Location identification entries
.....

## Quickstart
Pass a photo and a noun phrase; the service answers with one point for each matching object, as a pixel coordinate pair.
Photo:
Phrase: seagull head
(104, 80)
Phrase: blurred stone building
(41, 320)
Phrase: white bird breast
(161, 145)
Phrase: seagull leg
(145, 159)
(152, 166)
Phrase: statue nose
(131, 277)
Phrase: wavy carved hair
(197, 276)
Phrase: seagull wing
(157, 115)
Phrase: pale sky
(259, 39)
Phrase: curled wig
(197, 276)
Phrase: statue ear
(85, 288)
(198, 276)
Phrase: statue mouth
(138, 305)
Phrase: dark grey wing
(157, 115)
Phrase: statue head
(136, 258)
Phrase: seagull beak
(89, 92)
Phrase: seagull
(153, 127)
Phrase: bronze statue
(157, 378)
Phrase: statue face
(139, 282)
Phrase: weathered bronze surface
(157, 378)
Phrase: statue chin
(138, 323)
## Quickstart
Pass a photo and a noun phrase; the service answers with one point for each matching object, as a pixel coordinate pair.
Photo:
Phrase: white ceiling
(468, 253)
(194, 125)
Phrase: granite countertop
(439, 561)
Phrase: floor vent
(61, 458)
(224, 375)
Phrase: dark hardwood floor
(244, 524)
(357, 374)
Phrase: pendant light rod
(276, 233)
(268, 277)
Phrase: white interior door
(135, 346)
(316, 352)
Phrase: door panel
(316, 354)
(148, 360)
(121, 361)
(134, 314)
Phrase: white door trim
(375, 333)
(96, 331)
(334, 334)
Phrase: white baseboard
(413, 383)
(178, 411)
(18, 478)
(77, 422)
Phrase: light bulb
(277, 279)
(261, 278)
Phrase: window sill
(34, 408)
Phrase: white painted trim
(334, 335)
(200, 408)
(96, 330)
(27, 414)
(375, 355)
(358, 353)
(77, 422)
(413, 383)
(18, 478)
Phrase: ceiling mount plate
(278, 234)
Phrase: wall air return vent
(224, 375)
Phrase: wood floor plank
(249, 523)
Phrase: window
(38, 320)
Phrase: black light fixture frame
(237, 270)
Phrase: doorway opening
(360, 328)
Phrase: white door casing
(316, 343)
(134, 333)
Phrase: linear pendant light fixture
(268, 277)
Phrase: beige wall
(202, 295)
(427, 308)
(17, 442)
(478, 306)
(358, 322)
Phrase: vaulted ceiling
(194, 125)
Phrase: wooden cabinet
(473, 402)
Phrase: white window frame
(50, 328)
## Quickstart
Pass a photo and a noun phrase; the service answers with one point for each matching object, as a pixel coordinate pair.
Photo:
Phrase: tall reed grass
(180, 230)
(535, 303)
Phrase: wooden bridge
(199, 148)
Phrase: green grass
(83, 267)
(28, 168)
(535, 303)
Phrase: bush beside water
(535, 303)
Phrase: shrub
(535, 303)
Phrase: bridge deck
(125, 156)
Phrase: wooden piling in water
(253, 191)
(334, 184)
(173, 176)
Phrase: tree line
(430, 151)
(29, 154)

.....

→ Directive: Quote all of the entries exactly as they appear.

→ Correct response:
## Quickstart
Pass a photo and a noun phrase; the service answers with one point for each matching object, as a pixel coordinate pair.
Photo:
Phrase: seagull head
(104, 80)
Phrase: blurred stone building
(41, 320)
Phrase: white bird breast
(161, 145)
Phrase: seagull leg
(145, 159)
(152, 166)
Phrase: statue nose
(131, 277)
Phrase: wavy carved hair
(197, 276)
Phrase: seagull wing
(157, 115)
Phrase: pale sky
(259, 39)
Phrase: curled wig
(197, 276)
Phrase: statue ear
(85, 288)
(198, 276)
Phrase: statue mouth
(138, 305)
Phrase: dark grey wing
(157, 115)
Phrase: statue head
(136, 258)
Phrase: seagull beak
(89, 92)
Phrase: seagull
(153, 127)
Phrase: bronze statue
(157, 378)
Phrase: statue face
(139, 282)
Phrase: weathered bronze surface
(157, 378)
Phrase: statue chin
(138, 323)
## Quickstart
Pass a photo and a noun phrase; the service answers with one point for each matching object, as a pixel coordinate pair.
Photo:
Phrase: white ceiling
(468, 253)
(194, 125)
Phrase: granite countertop
(439, 561)
Phrase: floor vent
(61, 458)
(224, 375)
Phrase: dark hardwood floor
(244, 524)
(357, 374)
Phrase: pendant light rod
(276, 233)
(268, 277)
Phrase: white interior door
(135, 346)
(316, 352)
Phrase: door panel
(316, 354)
(148, 360)
(121, 361)
(134, 314)
Phrase: white door trim
(375, 333)
(96, 331)
(334, 334)
Phrase: white baseboard
(413, 383)
(178, 411)
(18, 478)
(77, 422)
Phrase: light bulb
(277, 279)
(261, 278)
Phrase: window sill
(34, 408)
Phrase: white painted trim
(334, 335)
(200, 408)
(96, 330)
(27, 414)
(375, 355)
(358, 353)
(77, 422)
(413, 383)
(18, 478)
Phrase: ceiling mount plate
(278, 234)
Phrase: wall air return vent
(224, 375)
Phrase: wood floor plank
(249, 523)
Phrase: window
(38, 320)
Phrase: black light fixture frame
(237, 270)
Phrase: doorway opening
(360, 328)
Phrase: white door casing
(316, 343)
(134, 333)
Phrase: linear pendant light fixture
(268, 277)
Phrase: beige wall
(202, 295)
(427, 308)
(17, 442)
(478, 306)
(358, 322)
Phrase: vaulted ceiling
(194, 125)
Phrase: wooden cabinet
(473, 402)
Phrase: white window frame
(50, 328)
## Quickstart
Pass a photo and a noun phrase; the service answers with one point for each matching object, as a pixel coordinate pair.
Photo:
Phrase: tall reed grass
(180, 230)
(535, 303)
Phrase: wooden bridge
(199, 148)
Phrase: green grass
(83, 267)
(28, 168)
(535, 303)
Phrase: bush beside water
(535, 303)
Phrase: shrub
(535, 303)
Phrase: bridge deck
(125, 156)
Phrase: wooden piling in water
(253, 191)
(334, 184)
(173, 176)
Phrase: tree line
(430, 151)
(29, 154)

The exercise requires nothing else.